----- RECORDED DATA -----
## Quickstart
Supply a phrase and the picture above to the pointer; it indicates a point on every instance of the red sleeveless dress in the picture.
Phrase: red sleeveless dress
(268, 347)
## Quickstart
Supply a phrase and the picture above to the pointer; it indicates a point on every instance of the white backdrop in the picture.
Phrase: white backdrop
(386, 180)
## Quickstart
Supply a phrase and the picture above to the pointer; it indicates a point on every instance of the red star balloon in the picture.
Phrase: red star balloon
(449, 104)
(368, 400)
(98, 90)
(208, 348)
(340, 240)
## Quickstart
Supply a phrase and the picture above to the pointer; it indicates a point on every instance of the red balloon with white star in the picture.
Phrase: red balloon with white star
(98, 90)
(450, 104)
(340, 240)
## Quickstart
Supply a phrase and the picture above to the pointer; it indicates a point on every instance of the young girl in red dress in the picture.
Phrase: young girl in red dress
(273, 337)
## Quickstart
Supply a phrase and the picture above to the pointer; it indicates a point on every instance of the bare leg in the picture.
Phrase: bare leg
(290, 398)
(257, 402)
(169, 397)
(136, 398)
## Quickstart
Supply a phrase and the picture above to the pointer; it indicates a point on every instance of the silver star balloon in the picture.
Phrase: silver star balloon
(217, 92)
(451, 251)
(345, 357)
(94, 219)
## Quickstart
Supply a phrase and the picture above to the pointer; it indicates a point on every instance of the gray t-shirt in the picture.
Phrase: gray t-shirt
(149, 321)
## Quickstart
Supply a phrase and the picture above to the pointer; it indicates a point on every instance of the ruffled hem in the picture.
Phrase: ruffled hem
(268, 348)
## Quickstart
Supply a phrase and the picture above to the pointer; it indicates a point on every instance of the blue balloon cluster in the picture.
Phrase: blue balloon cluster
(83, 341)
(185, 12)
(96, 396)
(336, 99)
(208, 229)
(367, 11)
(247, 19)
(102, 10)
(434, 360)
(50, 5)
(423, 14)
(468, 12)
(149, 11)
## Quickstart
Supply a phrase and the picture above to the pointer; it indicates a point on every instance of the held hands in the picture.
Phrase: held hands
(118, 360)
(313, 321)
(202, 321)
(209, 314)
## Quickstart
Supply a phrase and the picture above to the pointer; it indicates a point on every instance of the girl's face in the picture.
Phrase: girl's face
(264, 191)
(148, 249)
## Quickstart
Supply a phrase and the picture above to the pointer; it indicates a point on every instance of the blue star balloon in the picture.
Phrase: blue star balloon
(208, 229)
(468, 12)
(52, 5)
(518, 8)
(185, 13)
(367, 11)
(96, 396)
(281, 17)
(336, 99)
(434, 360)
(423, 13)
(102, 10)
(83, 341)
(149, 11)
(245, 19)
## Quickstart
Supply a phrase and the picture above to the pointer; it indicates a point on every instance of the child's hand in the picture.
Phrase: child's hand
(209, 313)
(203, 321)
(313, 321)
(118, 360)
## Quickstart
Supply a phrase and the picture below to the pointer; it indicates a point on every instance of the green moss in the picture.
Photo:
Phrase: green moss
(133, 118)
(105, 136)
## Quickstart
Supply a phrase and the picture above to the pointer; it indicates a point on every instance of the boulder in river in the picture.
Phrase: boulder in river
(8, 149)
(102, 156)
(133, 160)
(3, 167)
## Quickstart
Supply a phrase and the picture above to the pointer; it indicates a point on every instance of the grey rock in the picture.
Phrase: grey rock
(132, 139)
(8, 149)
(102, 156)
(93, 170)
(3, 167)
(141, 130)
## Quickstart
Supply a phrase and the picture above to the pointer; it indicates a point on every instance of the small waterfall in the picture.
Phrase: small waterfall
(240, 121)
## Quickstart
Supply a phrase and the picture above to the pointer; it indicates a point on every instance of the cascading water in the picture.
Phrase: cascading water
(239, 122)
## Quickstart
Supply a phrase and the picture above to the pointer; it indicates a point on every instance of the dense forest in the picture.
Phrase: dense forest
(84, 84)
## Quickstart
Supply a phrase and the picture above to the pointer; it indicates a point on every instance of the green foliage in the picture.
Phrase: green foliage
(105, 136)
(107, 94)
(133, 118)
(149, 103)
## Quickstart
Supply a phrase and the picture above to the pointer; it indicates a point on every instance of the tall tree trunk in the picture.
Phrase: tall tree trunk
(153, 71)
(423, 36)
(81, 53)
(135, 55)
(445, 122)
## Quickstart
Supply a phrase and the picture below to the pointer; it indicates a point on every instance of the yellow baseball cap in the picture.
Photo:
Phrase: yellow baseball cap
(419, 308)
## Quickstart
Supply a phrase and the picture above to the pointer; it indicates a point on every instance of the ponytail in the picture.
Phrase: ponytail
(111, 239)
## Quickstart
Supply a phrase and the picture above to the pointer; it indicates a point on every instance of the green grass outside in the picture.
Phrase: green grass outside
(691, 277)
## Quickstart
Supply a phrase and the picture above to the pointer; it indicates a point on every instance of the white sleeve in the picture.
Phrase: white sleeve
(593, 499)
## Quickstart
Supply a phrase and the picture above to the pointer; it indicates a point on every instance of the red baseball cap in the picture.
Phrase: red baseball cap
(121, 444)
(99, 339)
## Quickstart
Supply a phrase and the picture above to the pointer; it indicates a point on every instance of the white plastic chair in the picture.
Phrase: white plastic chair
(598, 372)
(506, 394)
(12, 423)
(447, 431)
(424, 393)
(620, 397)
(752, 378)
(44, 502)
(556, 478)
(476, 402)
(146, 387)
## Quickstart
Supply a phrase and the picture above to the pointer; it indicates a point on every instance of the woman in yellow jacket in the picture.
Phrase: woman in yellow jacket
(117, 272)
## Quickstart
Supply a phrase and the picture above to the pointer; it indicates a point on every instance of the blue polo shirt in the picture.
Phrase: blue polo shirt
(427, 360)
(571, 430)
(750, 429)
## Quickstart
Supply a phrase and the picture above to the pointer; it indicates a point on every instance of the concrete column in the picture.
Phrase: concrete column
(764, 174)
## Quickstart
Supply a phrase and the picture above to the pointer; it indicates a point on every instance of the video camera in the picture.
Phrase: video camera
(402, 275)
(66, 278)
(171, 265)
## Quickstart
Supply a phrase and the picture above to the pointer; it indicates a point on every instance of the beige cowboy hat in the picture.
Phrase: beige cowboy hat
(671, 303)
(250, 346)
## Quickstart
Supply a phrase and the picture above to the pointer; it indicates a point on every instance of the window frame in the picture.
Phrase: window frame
-----
● **WHAT YOU WILL DO**
The answer must be a single number: how many lines in the data above contain the string "window".

● **FINISHED EXERCISE**
2